EXERCISE AIM:
In the text about claims on Iraq's weapons, what monitoring method does Ritter say was used to look for signs that Iraq was enriching uranium or plutonium?

TEXT SHOWN:
-- Opening Marker --
The President of the United States and the Secretary of Defense would not assert as plainly and bluntly as they have that Iraq has weapons of mass destruction if it was not true, and if they did not have a solid basis for saying it.
     - Ari Fleischer, 12/4/2002


    Find a defender of the White House on your television these days, and you are likely to hear them blame Bill Clinton for Iraq. Yes, you read that right. The talking point du jour lately has focused on comments made by Clinton from the mid-to-late 1990s to the effect that Iraq had weapons of mass destruction and was a threat. The pretzel logic here, of course, is straightforward: this Democratic president thought the stuff was there, and that justifies the claims made by the Bush crew over the last few years about Iraqi weapons.

    Let's take a deeper look at the facts. Right off the bat, it is safe to say that Clinton and his crew had every reason to believe Iraq was in possession of weapons of mass destruction during the 1990s. For one thing, they knew this because the previous two administrations - Reagan and Bush - actively assisted the Hussein regime in the development of these programs. In other words, we had the receipts.

    After the first Gulf War, the United Nations implemented a series of weapons inspections under the banner of UNSCOM, and scoured Iraq for both weapons and weapons production facilities. They lifted bombed buildings off their foundations, they used a wide range of detection technologies, and after seven years of work, they disarmed Iraq.

    A good place to start any detailed discussion of this matter is with former UNSCOM chief weapons inspector Scott Ritter, who spent seven years in Iraq searching out and destroying Iraq's weapons and weapons manufacturing capabilities. "After 1998," Ritter reports in a book I wrote in 2002 titled War on Iraq, "Iraq had been fundamentally disarmed. What this means is that 90%-95% of Iraq's weapons of mass destruction capability, including all of their factories used to produce chemical, biological, nuclear long-range ballistic missiles, the associated equipment of these factories, and the vast majority of the product produced by these factories, had been verifiably eliminated."

    The Joe Wilson/Valerie Plame scandal that has recently encompassed the White House stems from claims made by Bush in 2003 that Iraq was seeking uranium from Niger for use in a nuclear weapons program. In 2002, Ritter described the status of Iraq's nuclear program. "The infrastructure, the facilities, had been 100% eliminated," he said. "In this, there is no debate. All of their instruments and facilities had been destroyed. The weapons design facility had been destroyed. The production equipment had been hunted down and destroyed, and we had in place one of the more effective monitoring mechanisms - gamma detection - that we operated in Iraq both from vehicles and airborne, looking for gamma rays that would be emitted if Iraq was seeking to enrich uranium or plutonium. We never found anything. The fact is, in terms of the industrial infrastructure needed by Iraq to produce nuclear weapons, this had been eliminated."
-- Closing Marker --
DATASET:
-- Opening Marker --
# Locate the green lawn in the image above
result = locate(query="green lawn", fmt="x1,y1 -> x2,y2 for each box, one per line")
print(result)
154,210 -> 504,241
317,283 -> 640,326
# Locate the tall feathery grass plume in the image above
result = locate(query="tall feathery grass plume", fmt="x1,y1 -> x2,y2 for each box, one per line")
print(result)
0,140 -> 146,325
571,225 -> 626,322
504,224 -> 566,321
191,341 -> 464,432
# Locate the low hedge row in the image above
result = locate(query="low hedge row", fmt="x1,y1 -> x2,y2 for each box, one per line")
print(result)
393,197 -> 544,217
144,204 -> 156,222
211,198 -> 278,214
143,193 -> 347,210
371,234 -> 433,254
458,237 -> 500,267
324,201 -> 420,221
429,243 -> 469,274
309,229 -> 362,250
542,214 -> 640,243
-- Closing Marker --
WRITTEN REPLY:
Gamma detection, run from vehicles and from the air to look for gamma rays.